Saturday, January 21, 2012

A WonTon and Background Basics

I recently obtained a piece of loosely-woven wool/poly blend boucle from Fabric.com in lovely shades of golden brown.  I knew I wanted to make a tunic to wear as a top layer of an outfit, but couldn't decide on a pattern.  Until about a week ago when I was scanning some of my Sewing Workshop patterns into the computer.  (I am slowly scanning all my patterns into Evernote so as to have a nice, accessible record of my patterns on the computer and portable on the IPad--It's taking awhile to accomplish!)  I have my SW patterns in alphabetical order, so as I came to the end of the stack, I ran across the WonTon Blouse pattern.  It had just the sleeve and neckline style I wanted.  When tracing the pattern, I simply left out the waist band pieces and extended the body to a tunic length.  I also took a tuck in the pattern to take out some length through the area of the sleeve/arm openings, as the original sleeve openings are very wide when finished.  I'm happy with the results.  It looks a little bulky on the dressform, but looks better on me.  (yes, I'm working on the self-portrait thing of me actually in the clothes.  I'm not very adept at getting a good shot yet)



Underneath the tunic are a couple of what I call "background basics."  Simple tops and bottoms in good colors that complement and set off a great third layer.  For the top, I used Vogue 8536, which has become my TNT for a basic closer-fitting knit T-top.  I use my pattern pieces from this top to compare to new patterns I'm trying for the first time when deciding what size to trace and what alterations may be necessary.  The skirt is Vogue 8435 again--apparently, this is my new favorite basic skirt pattern.  I made these pieces last Friday night and Saturday morning, and then promptly lost the sewing mojo for the rest of the weekend.  I was bummed.  Hopefully, this weekend will be better.

Material shown
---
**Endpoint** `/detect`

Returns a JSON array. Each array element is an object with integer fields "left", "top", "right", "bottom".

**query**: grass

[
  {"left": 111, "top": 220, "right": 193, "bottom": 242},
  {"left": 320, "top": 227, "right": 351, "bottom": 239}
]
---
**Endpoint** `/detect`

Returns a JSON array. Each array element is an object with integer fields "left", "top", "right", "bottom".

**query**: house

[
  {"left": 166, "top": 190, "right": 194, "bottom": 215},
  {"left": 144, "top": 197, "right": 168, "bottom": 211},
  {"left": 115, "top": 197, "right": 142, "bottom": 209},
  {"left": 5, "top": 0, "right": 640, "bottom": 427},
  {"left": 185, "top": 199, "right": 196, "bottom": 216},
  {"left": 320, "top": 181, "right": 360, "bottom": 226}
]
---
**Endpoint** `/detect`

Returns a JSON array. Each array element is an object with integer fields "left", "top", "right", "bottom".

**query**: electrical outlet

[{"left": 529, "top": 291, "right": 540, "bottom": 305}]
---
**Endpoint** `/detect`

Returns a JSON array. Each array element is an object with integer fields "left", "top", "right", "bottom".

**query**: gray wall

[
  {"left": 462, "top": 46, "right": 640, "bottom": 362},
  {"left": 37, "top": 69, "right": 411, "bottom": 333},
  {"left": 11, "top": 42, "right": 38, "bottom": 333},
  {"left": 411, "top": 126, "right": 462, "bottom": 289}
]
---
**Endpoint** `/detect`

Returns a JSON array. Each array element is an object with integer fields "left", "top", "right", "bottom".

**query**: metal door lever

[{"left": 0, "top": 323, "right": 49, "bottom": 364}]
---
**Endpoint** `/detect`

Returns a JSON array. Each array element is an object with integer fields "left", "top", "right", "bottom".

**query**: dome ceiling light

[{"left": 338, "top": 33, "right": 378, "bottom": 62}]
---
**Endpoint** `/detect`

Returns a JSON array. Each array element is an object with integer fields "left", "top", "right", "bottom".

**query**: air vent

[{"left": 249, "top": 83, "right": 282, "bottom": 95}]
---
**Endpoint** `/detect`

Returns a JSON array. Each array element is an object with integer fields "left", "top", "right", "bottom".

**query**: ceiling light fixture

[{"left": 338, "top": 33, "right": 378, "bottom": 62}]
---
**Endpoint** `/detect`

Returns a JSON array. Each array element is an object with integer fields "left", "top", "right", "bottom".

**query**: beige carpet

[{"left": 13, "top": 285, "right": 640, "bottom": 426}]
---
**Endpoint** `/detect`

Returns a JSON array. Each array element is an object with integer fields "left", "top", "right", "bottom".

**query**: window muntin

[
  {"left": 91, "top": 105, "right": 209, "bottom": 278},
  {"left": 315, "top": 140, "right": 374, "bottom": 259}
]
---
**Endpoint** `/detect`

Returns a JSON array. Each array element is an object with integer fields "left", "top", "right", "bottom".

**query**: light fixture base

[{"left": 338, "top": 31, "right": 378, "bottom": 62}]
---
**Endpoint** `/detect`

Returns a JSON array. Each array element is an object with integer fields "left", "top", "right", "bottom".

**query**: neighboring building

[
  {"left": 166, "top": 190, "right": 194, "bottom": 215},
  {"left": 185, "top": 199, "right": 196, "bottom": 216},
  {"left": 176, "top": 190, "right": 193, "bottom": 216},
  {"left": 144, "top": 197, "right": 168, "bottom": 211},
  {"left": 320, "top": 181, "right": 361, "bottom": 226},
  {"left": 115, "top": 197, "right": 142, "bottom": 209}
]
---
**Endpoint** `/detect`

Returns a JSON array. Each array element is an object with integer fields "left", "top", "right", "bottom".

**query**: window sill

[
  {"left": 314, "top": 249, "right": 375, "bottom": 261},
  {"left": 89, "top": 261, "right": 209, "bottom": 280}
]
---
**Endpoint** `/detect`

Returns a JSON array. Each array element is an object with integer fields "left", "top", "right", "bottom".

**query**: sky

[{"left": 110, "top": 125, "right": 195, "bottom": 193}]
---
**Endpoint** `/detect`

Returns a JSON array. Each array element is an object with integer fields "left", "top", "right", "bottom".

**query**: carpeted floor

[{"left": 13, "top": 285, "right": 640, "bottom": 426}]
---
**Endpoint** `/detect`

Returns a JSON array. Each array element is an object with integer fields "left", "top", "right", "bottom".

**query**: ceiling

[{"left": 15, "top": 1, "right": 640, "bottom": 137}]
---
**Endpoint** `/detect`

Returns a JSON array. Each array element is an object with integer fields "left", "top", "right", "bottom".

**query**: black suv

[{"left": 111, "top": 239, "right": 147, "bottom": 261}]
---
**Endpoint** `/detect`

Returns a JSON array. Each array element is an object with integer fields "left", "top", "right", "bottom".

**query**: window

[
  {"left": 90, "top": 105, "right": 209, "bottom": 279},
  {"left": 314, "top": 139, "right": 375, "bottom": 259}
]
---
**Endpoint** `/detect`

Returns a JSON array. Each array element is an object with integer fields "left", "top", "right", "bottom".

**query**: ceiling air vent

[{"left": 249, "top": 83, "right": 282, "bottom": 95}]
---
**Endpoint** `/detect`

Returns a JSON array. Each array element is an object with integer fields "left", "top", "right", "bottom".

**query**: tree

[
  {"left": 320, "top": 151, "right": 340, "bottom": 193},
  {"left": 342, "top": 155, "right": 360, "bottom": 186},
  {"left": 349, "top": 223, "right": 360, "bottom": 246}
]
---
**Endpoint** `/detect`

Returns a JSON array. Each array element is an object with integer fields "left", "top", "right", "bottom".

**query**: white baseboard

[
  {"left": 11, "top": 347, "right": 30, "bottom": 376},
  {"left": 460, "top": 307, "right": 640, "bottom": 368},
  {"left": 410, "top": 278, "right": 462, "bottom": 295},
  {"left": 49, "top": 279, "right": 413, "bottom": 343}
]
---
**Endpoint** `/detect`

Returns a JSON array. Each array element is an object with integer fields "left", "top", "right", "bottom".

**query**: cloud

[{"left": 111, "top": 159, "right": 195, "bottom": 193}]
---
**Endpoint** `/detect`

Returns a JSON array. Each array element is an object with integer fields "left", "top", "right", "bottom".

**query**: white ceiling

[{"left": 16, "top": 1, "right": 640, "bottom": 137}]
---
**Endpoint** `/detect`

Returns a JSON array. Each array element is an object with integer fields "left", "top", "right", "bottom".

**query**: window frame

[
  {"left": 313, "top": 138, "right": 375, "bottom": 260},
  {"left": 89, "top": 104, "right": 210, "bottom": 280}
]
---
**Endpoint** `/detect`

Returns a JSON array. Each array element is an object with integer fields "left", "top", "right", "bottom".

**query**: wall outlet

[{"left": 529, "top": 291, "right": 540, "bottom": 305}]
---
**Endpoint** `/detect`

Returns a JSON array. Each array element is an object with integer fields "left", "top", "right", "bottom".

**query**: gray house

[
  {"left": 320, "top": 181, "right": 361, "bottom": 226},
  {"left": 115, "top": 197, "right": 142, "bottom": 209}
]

Written request
Pick up the blog post about the WonTon tunic and background basics after its final sentence and write the next part. The records were drawn from a separate source.

Exercise answer
Sunday, January 8, 2012

. . . and Zen

Since I had the pattern out to sew up the Sewing Workshop Now Shirt, I couldn't put it away without making a stab at the Now's companion pattern, the Zen Shirt.  A comparison of the pattern tissues revealed that the basic body and sleeve pieces were essentially identical, with various changes for the differing design elements.  In that regard, the Zen has a double collar (rather than the tube collar of the Now), a back pleat and a covered button placket with a single exposed button and loop closure at the top.  Since the basic bodies were nearly the same,  I traced the same Large through the shoulders and armscyes, extending to an XL through the body as I did for the Now.  I also again shortened the sleeve length.  As designed, the Zen is drafted with a longer length through the body, and I left that as is.  The pattern instructions for both shirts are very good (as is the usual case with Sewing Workshop patterns) and the sewing is fairly simple in execution.  I used a textured rayon from Emma OneSock in a color she called "Cinnamon."

I have to find a better location to photograph things.  We don't have much natural light in our current place, and the interior lights give everything a kind of golden glow--this fabric is slightly less orangey than appears here.



The next time I make the Zen pattern (and I do believe there will be a next time) I will play around with the placement of the upper button loop.  The instructions have you sandwich the loop between the two collars when they are topstitched together.  This placement keeps the collars sitting very close to the neck when buttoned.  I want to see if it is possible to place the loop slightly lower, so as to let the collars spread open just a little bit more than they do.  I think it can be done, with a little strategic hidden hand stitching.

Saturday, January 7, 2012

Now . . .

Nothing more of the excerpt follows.